* [Set task] Copy out the listing below word for word, leaving out the pictures.

[Pointing and labeling entries]

########################################

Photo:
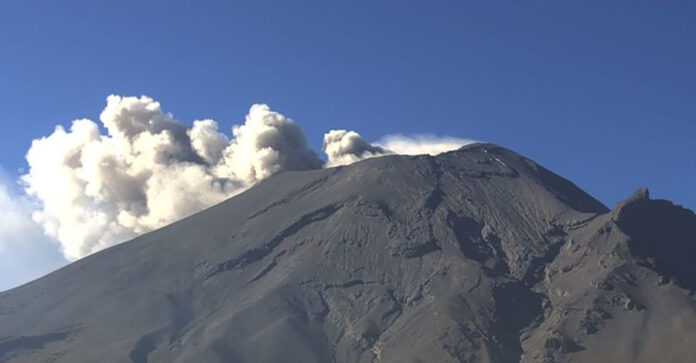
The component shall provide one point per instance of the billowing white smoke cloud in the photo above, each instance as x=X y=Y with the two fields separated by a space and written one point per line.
x=421 y=144
x=148 y=170
x=346 y=147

########################################

* [Reply]
Photo:
The component shall provide one point per instance of the billowing white smoke cloud in the photo above, each instance as x=X y=Y with the two fields separated by a space and written one point per line.
x=421 y=144
x=148 y=170
x=346 y=147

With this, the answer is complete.